__SHORT EXERCISE__. Copy all the items below again, changing every "largest disc" to "biggest circle" and leaving everything else the same.

........

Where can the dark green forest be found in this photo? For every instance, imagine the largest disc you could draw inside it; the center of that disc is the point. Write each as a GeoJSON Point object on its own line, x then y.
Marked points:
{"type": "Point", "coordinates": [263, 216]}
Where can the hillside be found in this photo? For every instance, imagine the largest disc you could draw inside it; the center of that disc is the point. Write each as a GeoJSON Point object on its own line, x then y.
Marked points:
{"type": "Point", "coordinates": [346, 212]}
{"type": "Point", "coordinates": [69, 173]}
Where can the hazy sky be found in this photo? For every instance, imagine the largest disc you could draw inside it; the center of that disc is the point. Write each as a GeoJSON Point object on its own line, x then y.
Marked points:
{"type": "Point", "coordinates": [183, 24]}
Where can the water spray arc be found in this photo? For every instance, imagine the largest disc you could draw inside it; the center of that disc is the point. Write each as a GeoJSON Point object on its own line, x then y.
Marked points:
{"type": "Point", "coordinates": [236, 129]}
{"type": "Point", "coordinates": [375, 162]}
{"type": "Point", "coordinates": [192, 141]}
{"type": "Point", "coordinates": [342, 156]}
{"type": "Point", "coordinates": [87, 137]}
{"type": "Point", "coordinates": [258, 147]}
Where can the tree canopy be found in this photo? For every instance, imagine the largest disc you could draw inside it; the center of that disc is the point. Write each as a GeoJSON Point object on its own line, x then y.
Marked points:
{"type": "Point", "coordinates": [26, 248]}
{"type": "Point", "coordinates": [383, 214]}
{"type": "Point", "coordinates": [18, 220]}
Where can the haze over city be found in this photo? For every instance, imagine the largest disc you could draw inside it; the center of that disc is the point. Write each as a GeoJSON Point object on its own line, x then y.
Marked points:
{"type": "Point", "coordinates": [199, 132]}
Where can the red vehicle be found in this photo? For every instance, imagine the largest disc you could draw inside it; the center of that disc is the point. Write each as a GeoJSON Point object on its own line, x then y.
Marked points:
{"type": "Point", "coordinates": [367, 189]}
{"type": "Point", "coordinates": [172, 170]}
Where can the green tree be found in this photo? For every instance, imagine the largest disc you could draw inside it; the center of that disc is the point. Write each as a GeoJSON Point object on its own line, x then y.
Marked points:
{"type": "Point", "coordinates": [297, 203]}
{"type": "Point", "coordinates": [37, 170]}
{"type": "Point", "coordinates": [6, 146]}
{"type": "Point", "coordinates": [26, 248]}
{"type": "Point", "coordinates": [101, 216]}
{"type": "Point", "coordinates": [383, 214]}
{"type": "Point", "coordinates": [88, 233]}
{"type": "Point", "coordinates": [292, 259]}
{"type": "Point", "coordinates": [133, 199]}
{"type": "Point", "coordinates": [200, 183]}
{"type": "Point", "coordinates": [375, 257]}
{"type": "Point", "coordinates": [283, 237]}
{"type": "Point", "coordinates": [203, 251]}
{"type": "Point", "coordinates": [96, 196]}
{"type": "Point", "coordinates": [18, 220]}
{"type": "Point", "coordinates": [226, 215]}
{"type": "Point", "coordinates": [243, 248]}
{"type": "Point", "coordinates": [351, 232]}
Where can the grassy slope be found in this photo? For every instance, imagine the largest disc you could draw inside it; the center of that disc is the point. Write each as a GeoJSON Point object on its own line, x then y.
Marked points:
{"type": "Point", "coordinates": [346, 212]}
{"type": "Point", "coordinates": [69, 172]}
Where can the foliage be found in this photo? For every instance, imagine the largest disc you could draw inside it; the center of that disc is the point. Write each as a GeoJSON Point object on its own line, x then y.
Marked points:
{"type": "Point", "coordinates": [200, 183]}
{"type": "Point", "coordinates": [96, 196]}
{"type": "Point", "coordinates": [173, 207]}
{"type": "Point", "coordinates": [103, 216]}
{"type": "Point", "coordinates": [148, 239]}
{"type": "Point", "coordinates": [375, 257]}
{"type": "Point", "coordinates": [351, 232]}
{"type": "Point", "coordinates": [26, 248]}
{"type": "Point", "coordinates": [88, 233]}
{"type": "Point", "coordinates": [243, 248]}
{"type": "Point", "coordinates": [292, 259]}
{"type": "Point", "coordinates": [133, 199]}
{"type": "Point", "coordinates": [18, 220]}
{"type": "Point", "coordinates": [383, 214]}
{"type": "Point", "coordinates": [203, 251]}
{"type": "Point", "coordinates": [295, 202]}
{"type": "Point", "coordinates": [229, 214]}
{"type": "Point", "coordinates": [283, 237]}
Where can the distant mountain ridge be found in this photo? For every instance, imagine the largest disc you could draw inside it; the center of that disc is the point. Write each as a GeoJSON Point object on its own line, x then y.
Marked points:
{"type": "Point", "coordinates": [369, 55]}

........

__RESULT__.
Where can the dark green forest be found in this photo? For every instance, imagine the biggest circle you could draw inside it; the center of that disc is the point. Write each as a GeoJSON Point object on its own line, x then y.
Marked points:
{"type": "Point", "coordinates": [263, 216]}
Where can the hillside be found in this photo? For every instance, imagine the biggest circle you could draw inside it; the center of that disc is the point. Write each as a GeoJSON Point object on its own line, x then y.
Marked points:
{"type": "Point", "coordinates": [346, 212]}
{"type": "Point", "coordinates": [69, 173]}
Where can the hazy sky be found in this photo? For every instance, imagine the biggest circle you could draw inside it; the center of that disc is the point. Write each as a GeoJSON Point object on its own line, x then y.
Marked points:
{"type": "Point", "coordinates": [183, 24]}
Where can the water spray arc be found in this photo? For every instance, imagine the biggest circle you could draw inside it; the center of that disc is the point. Write each as a GeoJSON Point object on its own line, x then y.
Marked points:
{"type": "Point", "coordinates": [236, 129]}
{"type": "Point", "coordinates": [375, 162]}
{"type": "Point", "coordinates": [192, 141]}
{"type": "Point", "coordinates": [342, 156]}
{"type": "Point", "coordinates": [87, 137]}
{"type": "Point", "coordinates": [258, 147]}
Where can the tree canopy be found in this photo? For every instance, imagine the biggest circle you could draw inside it; the center of that disc is the point. Write each as a GeoJSON Point object on its own line, x then y.
Marked points:
{"type": "Point", "coordinates": [26, 248]}
{"type": "Point", "coordinates": [383, 214]}
{"type": "Point", "coordinates": [18, 220]}
Where can the haze over city be found in this photo? For every instance, imagine the biggest circle you could draw inside it; the center of that disc is the point. Write each as a GeoJSON Point object on its own line, x then y.
Marked points:
{"type": "Point", "coordinates": [199, 132]}
Where can the red vehicle be found in this photo? For every instance, imagine the biggest circle you could draw inside it; the center of that disc is the point. Write each as a GeoJSON Point object on its own line, x then y.
Marked points:
{"type": "Point", "coordinates": [367, 189]}
{"type": "Point", "coordinates": [172, 170]}
Where can the green tree be found in this photo? For every instance, imagine the biggest circle you could draw inside it; the center of that disc is the point. Write each as a GeoJSON Point object on its own line, x then y.
Marked points:
{"type": "Point", "coordinates": [297, 203]}
{"type": "Point", "coordinates": [37, 170]}
{"type": "Point", "coordinates": [6, 146]}
{"type": "Point", "coordinates": [26, 248]}
{"type": "Point", "coordinates": [101, 216]}
{"type": "Point", "coordinates": [383, 214]}
{"type": "Point", "coordinates": [88, 233]}
{"type": "Point", "coordinates": [292, 259]}
{"type": "Point", "coordinates": [133, 199]}
{"type": "Point", "coordinates": [200, 183]}
{"type": "Point", "coordinates": [375, 257]}
{"type": "Point", "coordinates": [283, 237]}
{"type": "Point", "coordinates": [203, 251]}
{"type": "Point", "coordinates": [96, 196]}
{"type": "Point", "coordinates": [18, 220]}
{"type": "Point", "coordinates": [226, 215]}
{"type": "Point", "coordinates": [243, 248]}
{"type": "Point", "coordinates": [351, 232]}
Where can the grassy slope be found in this photo? For every instance, imagine the biggest circle you could draw inside it; the center of that disc is the point. Write each as a GeoJSON Point object on its own line, x then y.
Marked points:
{"type": "Point", "coordinates": [346, 212]}
{"type": "Point", "coordinates": [69, 172]}
Where can the foliage be found in this photo? For every instance, imagine the biggest circle you could draw inside it; the center of that disc is the point. Write each as a GeoJSON Point object on its own line, x then y.
Marked points:
{"type": "Point", "coordinates": [200, 183]}
{"type": "Point", "coordinates": [96, 196]}
{"type": "Point", "coordinates": [173, 207]}
{"type": "Point", "coordinates": [103, 216]}
{"type": "Point", "coordinates": [148, 239]}
{"type": "Point", "coordinates": [375, 257]}
{"type": "Point", "coordinates": [351, 232]}
{"type": "Point", "coordinates": [26, 248]}
{"type": "Point", "coordinates": [88, 233]}
{"type": "Point", "coordinates": [243, 248]}
{"type": "Point", "coordinates": [292, 259]}
{"type": "Point", "coordinates": [133, 199]}
{"type": "Point", "coordinates": [18, 220]}
{"type": "Point", "coordinates": [383, 214]}
{"type": "Point", "coordinates": [203, 251]}
{"type": "Point", "coordinates": [295, 202]}
{"type": "Point", "coordinates": [229, 214]}
{"type": "Point", "coordinates": [283, 237]}
Where can the distant mountain ridge be found in this photo? For every instance, imagine the biggest circle you could draw inside it; the center of that disc is the point. Write each as a GeoJSON Point object on its own line, x then y.
Marked points:
{"type": "Point", "coordinates": [369, 55]}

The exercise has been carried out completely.